> [Quoted passage]
[Start of Attachment]

If you want to see a movie packed wall to wall with unbridled joy, keep a look out for this one. A documentary about a worldwide science fair? Indeed! Seeing these kids from all over the globe giddy at the chance to showcase how they will change the world is both inspiring and inectious, and provides a truly welcome beacon of hope in an otherwise dark world. This movie is overflowing with charm, a delightfully ironic wave of movie magic that happens to be about science.

What I said then: I found Science Fair to be deeply, deeply affecting — in a profoundly positive way. How often does a documentary make you cry tears of joy?

a fantastic woman 7. A Fantastic Woman A-

Attention to all those who lament the dearth of trans actors playing the trans roles that tell their stories: look no further than A Fantastic Woman, a delicately executed Chilean film about a young trans woman facing the vicious prejudices of the older man she's in a relationship with after he dies unexpectedly, as well as the broader prejduices of her culture. It's a sad story, true, but nowhere near as sad as it could have been, and the performance of the lead actor, Daniela Vega, is indeed fantastic.

What I said then: While Marina endures emotional traumas one after another ... she moves through this story as a paragon of resilience and strength -- and without contrivance. She occasionally makes ill-advised choices, but never fatal ones, and stays a course that runs between resolve and defiance. Even in the midst of a life turned upside down by a random, tragic event, of all the people in this movie, Marina emerges as the hero.

foxtrot 6. Foxtrot A-

A beautiful Israeli meditation on grief in three acts, the first and third focused on one of two grieving parents, the second on the son killed senselessly while stationed at a Palestinian checkpoint. When dancing the foxtrot, you always end up right where you started: so it goes with these characters, in a uniquely stylized, provocative and contemplative film.

What I said then: There's a sort of elusive perfection to this movie, a clear precision, a unique finesse, without spelling out exactly what [director] Samuel Maoz is trying to say. Certainly plenty of Israelis feel they understand it, as this movie has proved controversial in its country of origin. That's hardly surprising. For the rest of us, further removed from those cultural biases, it's easier to take Foxtrot as a beautifully artistic portrait of familial grief, and how perception can radically alter meaning.

can you ever forgive me? 5. Can You Ever Forgive Me? A-

Melissa McCarthy gives the best performance in the best movie of her career, starring opposite the wonderful Richard E. Grant as two embittered and aging gay best friends who conspire to make money by forging letters by literary giants. Oh and did I mention this is based on the true story of Lee Israel, who did exactlty that? Can You Ever Forgive Me? is dramedy at its finest, the kind of untold story one loves to discover, told with both gravitas and deliciously dark humor.

[End of Attachment]

> [Given data]
[Start of Attachment]

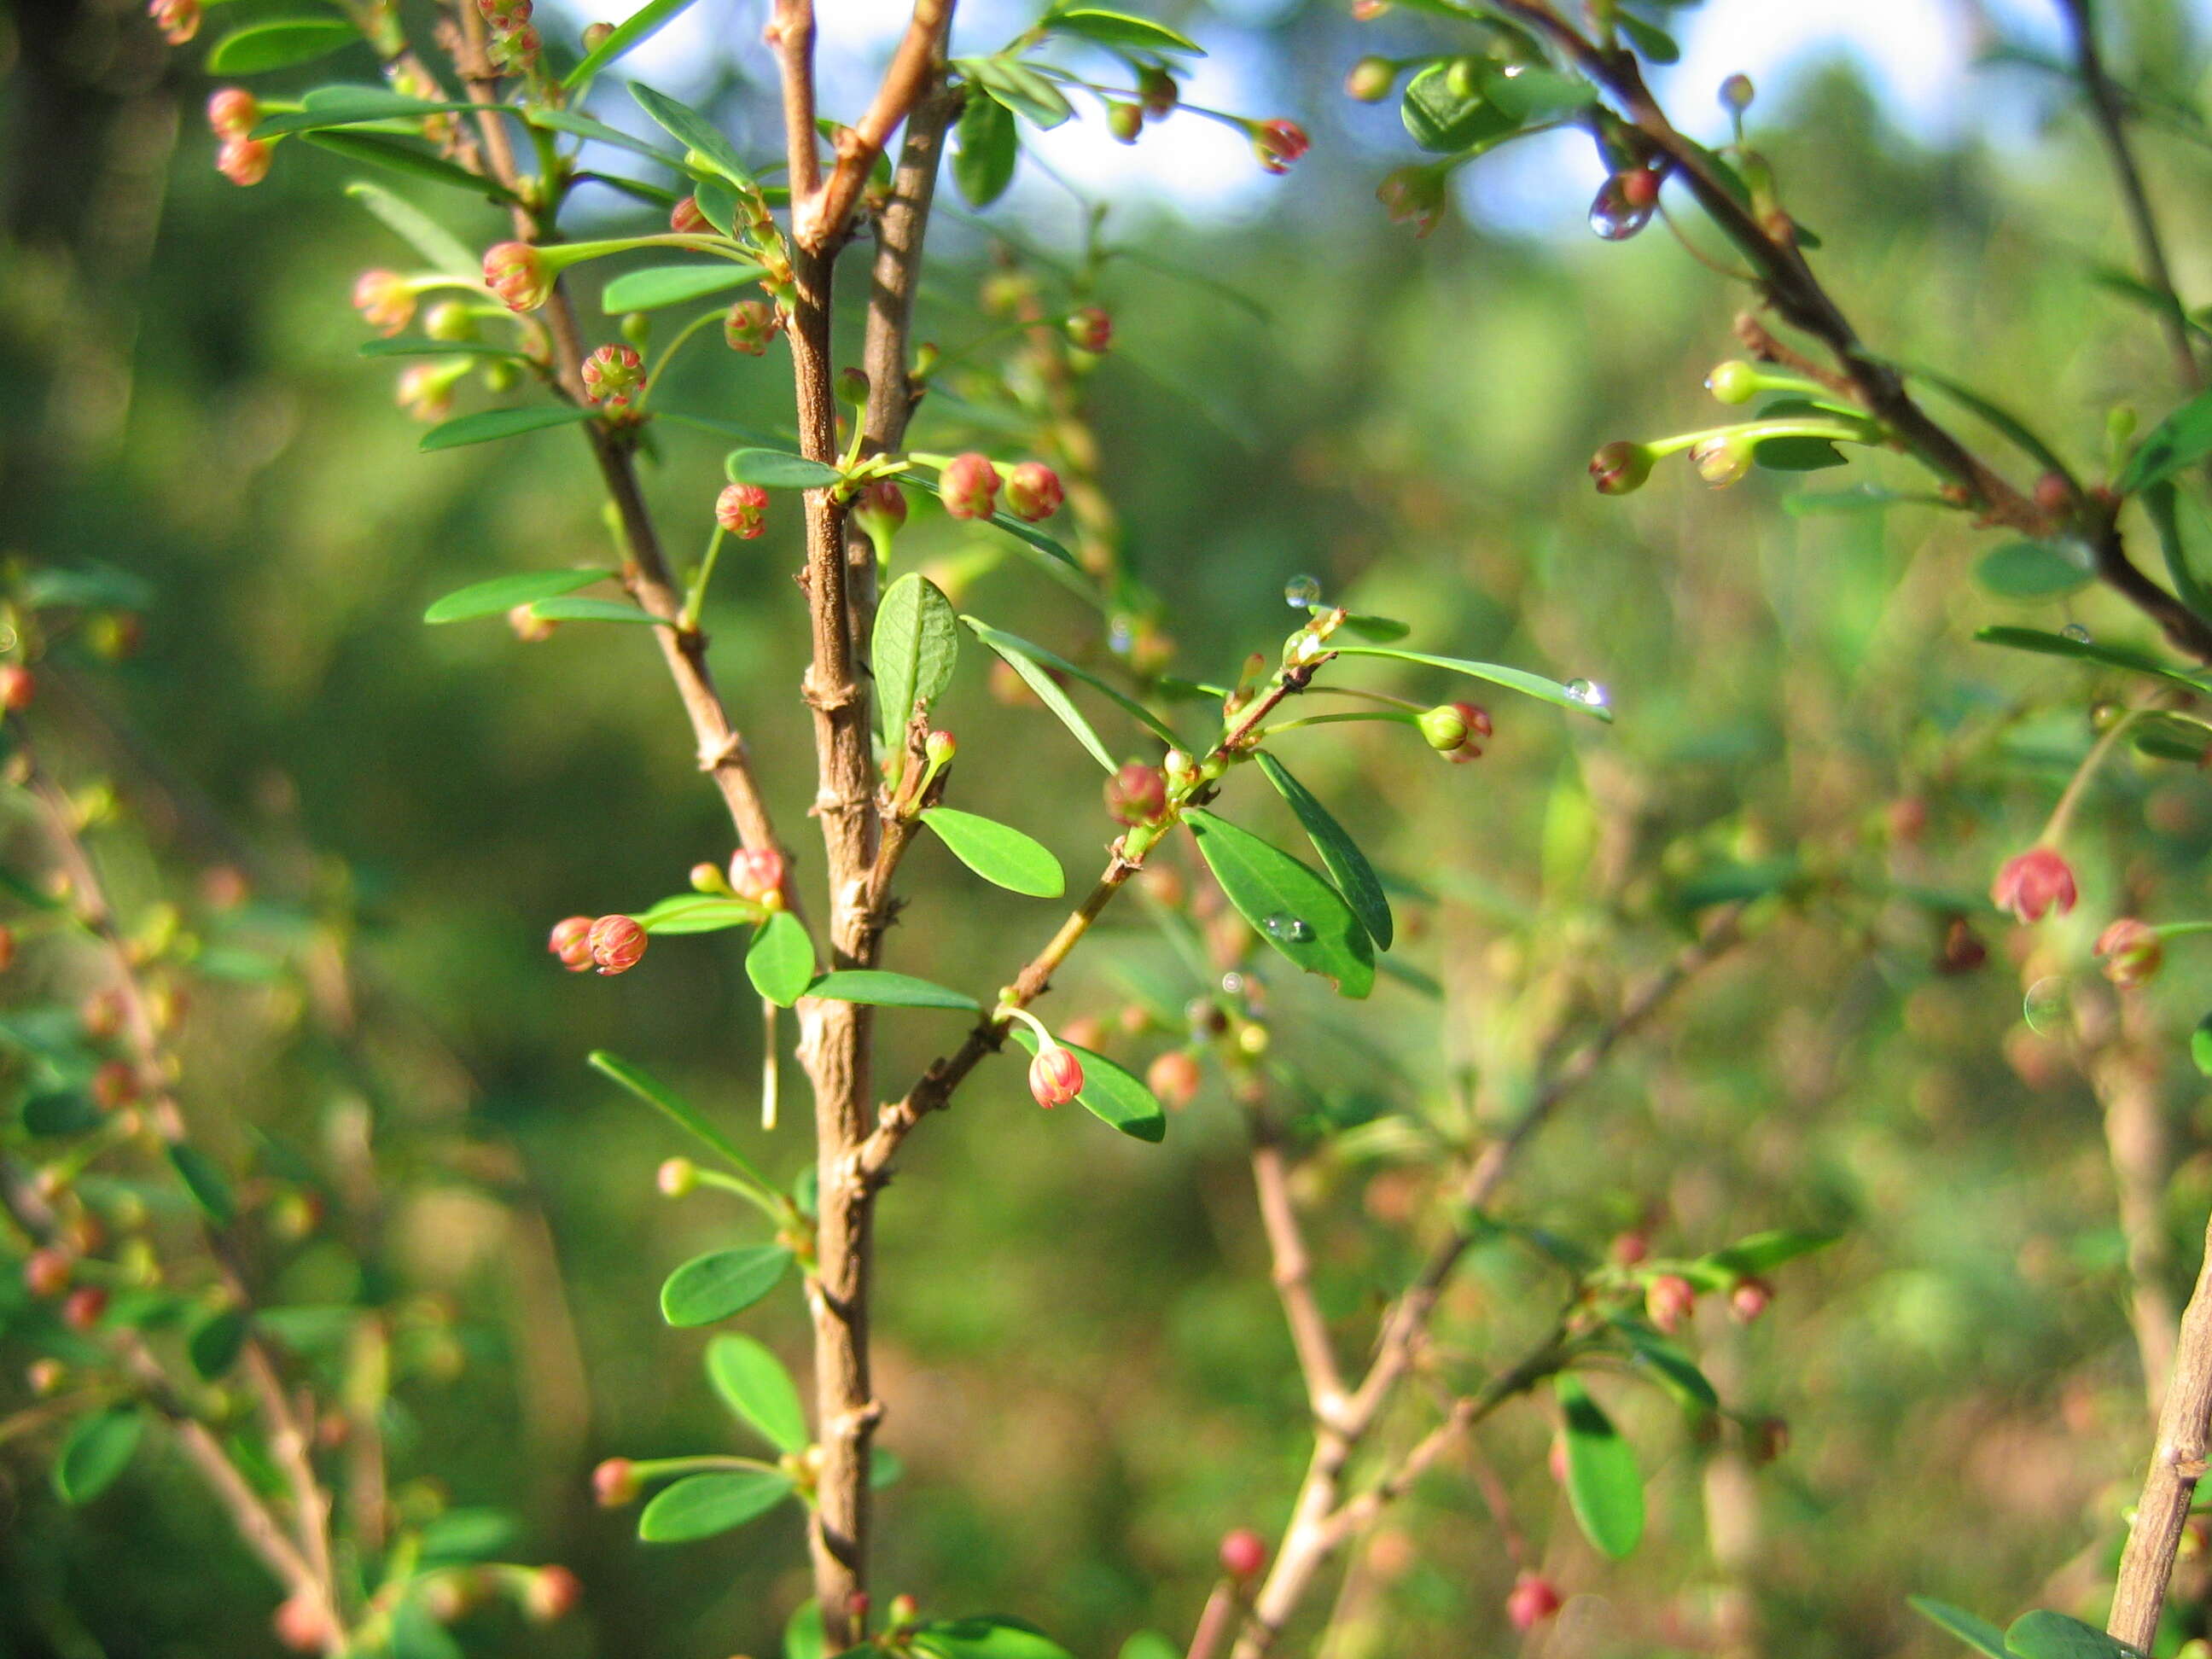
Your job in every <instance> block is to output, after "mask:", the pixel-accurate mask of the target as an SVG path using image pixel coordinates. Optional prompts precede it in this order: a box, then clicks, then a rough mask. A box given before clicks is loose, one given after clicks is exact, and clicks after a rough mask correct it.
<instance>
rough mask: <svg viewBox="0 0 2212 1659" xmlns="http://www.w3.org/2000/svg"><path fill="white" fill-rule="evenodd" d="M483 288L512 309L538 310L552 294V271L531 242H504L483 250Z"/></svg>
mask: <svg viewBox="0 0 2212 1659" xmlns="http://www.w3.org/2000/svg"><path fill="white" fill-rule="evenodd" d="M484 288H489V290H491V292H493V296H495V299H498V301H500V305H504V307H507V310H511V312H535V310H538V307H540V305H544V303H546V301H549V299H551V296H553V272H551V270H546V261H544V254H542V252H538V250H535V248H531V243H526V241H502V243H495V246H493V248H489V250H484Z"/></svg>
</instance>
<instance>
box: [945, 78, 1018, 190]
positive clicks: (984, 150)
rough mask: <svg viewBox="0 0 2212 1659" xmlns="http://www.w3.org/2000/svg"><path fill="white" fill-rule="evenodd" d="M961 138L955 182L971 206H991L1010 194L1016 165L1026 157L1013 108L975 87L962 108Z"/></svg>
mask: <svg viewBox="0 0 2212 1659" xmlns="http://www.w3.org/2000/svg"><path fill="white" fill-rule="evenodd" d="M958 137H960V146H958V148H956V150H953V184H958V186H960V195H964V197H967V201H969V206H971V208H989V206H991V204H993V201H998V199H1000V197H1002V195H1006V186H1009V184H1013V168H1015V164H1018V161H1020V159H1022V135H1020V133H1018V131H1015V126H1013V111H1011V108H1006V106H1004V104H1000V102H998V100H995V97H991V95H989V93H987V91H984V88H982V86H975V88H973V95H971V97H969V100H967V104H964V106H962V108H960V126H958Z"/></svg>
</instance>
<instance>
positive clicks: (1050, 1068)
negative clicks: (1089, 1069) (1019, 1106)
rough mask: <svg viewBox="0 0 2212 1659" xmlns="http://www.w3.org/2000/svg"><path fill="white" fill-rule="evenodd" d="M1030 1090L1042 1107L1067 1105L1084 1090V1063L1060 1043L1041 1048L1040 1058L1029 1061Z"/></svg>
mask: <svg viewBox="0 0 2212 1659" xmlns="http://www.w3.org/2000/svg"><path fill="white" fill-rule="evenodd" d="M1029 1093H1031V1095H1035V1099H1037V1104H1040V1106H1066V1104H1068V1102H1071V1099H1075V1097H1077V1095H1079V1093H1084V1062H1082V1060H1077V1057H1075V1051H1073V1048H1062V1046H1060V1044H1057V1042H1053V1044H1046V1046H1044V1048H1037V1057H1035V1060H1031V1062H1029Z"/></svg>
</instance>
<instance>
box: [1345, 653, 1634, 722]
mask: <svg viewBox="0 0 2212 1659" xmlns="http://www.w3.org/2000/svg"><path fill="white" fill-rule="evenodd" d="M1332 650H1336V655H1338V657H1391V659H1396V661H1418V664H1422V666H1427V668H1449V670H1451V672H1455V675H1467V677H1469V679H1486V681H1491V684H1493V686H1506V688H1511V690H1517V692H1526V695H1528V697H1540V699H1544V701H1546V703H1557V706H1559V708H1571V710H1575V712H1577V714H1588V717H1590V719H1599V721H1606V723H1608V726H1610V723H1613V708H1610V706H1606V703H1604V701H1601V699H1595V697H1593V699H1588V701H1586V699H1582V697H1575V692H1571V690H1568V688H1566V686H1562V684H1559V681H1555V679H1544V677H1542V675H1531V672H1528V670H1526V668H1504V666H1500V664H1493V661H1467V659H1464V657H1429V655H1427V653H1420V650H1398V648H1396V646H1332ZM1577 684H1579V681H1577Z"/></svg>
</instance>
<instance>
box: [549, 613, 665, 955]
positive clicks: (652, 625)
mask: <svg viewBox="0 0 2212 1659" xmlns="http://www.w3.org/2000/svg"><path fill="white" fill-rule="evenodd" d="M531 615H533V617H538V619H540V622H626V624H630V626H637V628H659V626H666V624H661V619H659V617H655V615H653V613H650V611H639V608H637V606H635V604H630V602H628V599H535V602H531ZM664 931H670V933H672V931H677V929H664Z"/></svg>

[End of Attachment]

> [Brief 1]
Answer these questions from the movie reviews:
(a) Who plays the lead in A Fantastic Woman?
(b) Where was the son in Foxtrot stationed when he was killed?
(c) Whose true story is Can You Ever Forgive Me? based on?
> [Brief 2]
In the movie reviews, take the part that opens with the words containing "What I said then: While" and closes with "and contemplative film.", and write it out again with "the protagonist" substituted for "Marina".

> [Task output 1]
(a) Daniela Vega
(b) At a Palestinian checkpoint
(c) Lee Israel

> [Task output 2]
What I said then: While the protagonist endures emotional traumas one after another ... she moves through this story as a paragon of resilience and strength -- and without contrivance. She occasionally makes ill-advised choices, but never fatal ones, and stays a course that runs between resolve and defiance. Even in the midst of a life turned upside down by a random, tragic event, of all the people in this movie, the protagonist emerges as the hero.

foxtrot 6. Foxtrot A-

A beautiful Israeli meditation on grief in three acts, the first and third focused on one of two grieving parents, the second on the son killed senselessly while stationed at a Palestinian checkpoint. When dancing the foxtrot, you always end up right where you started: so it goes with these characters, in a uniquely stylized, provocative and contemplative film.